§ What to do
Pick out each line with the word "towel" from the material that follows.

§ Data to examine
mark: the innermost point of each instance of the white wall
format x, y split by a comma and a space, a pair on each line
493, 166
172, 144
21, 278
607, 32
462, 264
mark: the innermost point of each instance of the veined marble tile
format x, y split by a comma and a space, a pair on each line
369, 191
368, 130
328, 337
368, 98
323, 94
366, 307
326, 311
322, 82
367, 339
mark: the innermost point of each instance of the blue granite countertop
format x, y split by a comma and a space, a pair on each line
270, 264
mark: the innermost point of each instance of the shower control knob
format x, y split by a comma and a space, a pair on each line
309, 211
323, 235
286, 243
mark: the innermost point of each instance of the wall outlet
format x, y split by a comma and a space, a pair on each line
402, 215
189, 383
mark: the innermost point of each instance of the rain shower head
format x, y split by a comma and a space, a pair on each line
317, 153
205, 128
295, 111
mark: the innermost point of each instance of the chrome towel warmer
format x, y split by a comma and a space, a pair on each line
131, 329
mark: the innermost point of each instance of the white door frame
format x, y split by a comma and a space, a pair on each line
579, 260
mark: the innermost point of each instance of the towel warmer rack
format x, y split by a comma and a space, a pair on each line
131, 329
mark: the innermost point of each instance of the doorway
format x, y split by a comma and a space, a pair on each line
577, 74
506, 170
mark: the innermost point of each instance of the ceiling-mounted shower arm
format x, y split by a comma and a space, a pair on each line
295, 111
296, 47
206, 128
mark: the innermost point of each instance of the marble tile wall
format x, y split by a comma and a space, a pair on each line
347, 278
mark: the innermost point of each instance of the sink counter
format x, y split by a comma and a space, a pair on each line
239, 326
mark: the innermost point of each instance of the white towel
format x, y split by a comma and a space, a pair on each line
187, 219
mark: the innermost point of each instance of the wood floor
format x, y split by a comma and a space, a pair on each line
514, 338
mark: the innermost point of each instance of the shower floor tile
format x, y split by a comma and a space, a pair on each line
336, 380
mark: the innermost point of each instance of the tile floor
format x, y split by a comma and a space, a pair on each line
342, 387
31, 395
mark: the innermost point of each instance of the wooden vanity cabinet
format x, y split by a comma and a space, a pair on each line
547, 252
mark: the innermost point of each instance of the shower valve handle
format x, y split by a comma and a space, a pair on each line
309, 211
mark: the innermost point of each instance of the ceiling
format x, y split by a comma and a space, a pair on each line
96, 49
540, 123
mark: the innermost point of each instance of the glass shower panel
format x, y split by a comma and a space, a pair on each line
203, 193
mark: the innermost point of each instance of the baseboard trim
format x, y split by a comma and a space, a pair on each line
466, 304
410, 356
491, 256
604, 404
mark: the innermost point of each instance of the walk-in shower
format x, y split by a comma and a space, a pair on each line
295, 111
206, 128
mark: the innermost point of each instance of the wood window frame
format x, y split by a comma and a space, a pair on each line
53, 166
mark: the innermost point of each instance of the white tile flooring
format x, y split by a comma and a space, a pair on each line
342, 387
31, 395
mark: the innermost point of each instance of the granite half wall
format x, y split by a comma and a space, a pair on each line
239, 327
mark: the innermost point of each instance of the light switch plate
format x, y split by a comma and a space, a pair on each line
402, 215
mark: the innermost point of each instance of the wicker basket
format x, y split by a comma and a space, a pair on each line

§ Task answer
mark: the innermost point of each instance of the chrome towel warmer
mark: the innermost point of each instance of the towel warmer rack
mark: the innermost point of each instance of the white towel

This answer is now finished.